▸ WORK TASK 1:
From the piece about menopause below, list each outcome that its last sentence links to Davina McCall's recommendation of HRT.
▸ WORK TASK 2:
Do these statements agree with the piece about menopause below? Answer yes or no for each, quoting the words from the piece that decide it.
(a) The agency had made World Menopause Day content before this year.
(b) Davina McCall's first documentary came out in 2021.
(c) Marketeers have long given midlife women a lot of attention.

▸ SUPPLIED PASSAGE:
--*--
In case you haven’t been paying attention, menopause is firmly on trend. Surprising perhaps, given the subject matter, but not so surprising when you consider the audience – midlife women, who came of age in the lairy, ladette nineties and who aren’t ready to totter off into the sunset any time soon, reinvigorated in the post-#metoo era. A demographic often neglected by marketeers, but with money and attitude to spare – and a clear need state. As an agency with journalistic expertise in health and beauty, we’ve regularly created ‘World Menopause Day’ content over the years, but this year feels… different.

Davina McCall might be a bit Marmite, but it would be churlish to argue against the positive effect she’s had here. Menopause is increasingly mainstream now, but it’s in no small part down to her going out on a limb at a time when no one in the public eye was really talking about it, and discussing her own experiences with her trademark, almost relentless honesty. Her recommendation of HRT caused pick-up rates to soar (one pharmaceutical company reported a 30% increase in demand following her first documentary in 2021), and contributed to a national shortage as newly informed women claimed their right to the medicine, leading to the appointment of an HRT tsar.
--*--
▸ MATERIAL SHOWN:
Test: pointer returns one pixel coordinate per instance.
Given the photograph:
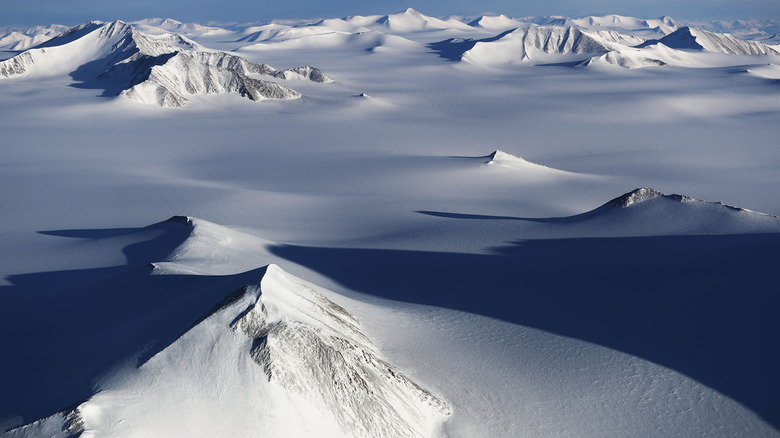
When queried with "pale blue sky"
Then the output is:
(69, 12)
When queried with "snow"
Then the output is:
(460, 218)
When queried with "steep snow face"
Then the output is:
(524, 45)
(274, 358)
(688, 38)
(161, 70)
(643, 27)
(189, 73)
(408, 21)
(23, 39)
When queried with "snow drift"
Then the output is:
(688, 38)
(267, 356)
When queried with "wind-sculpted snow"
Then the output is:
(163, 70)
(275, 347)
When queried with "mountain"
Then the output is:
(163, 70)
(23, 39)
(275, 356)
(534, 44)
(646, 211)
(688, 38)
(408, 21)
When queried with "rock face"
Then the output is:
(332, 364)
(160, 70)
(527, 44)
(274, 358)
(698, 39)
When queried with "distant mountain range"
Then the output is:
(164, 61)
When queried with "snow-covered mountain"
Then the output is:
(162, 70)
(272, 354)
(375, 270)
(688, 38)
(23, 39)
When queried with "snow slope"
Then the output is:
(161, 70)
(276, 357)
(503, 286)
(688, 38)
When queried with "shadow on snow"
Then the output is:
(705, 306)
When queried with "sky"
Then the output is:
(35, 12)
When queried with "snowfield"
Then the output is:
(408, 226)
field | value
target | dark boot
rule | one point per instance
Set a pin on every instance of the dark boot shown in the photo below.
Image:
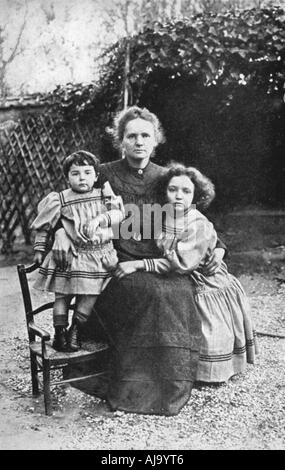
(74, 336)
(60, 338)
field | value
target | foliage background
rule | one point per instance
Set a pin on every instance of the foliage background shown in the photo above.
(216, 81)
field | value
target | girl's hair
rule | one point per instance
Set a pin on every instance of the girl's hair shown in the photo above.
(123, 117)
(204, 188)
(79, 158)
--*--
▸ EXPECTED ANSWER 1:
- Pick-up rates for HRT soared.
- A national shortage of HRT.
- The appointment of an HRT tsar.

▸ EXPECTED ANSWER 2:
(a) Yes: "we’ve regularly created ‘World Menopause Day’ content over the years"
(b) Yes: "following her first documentary in 2021"
(c) No: "A demographic often neglected by marketeers"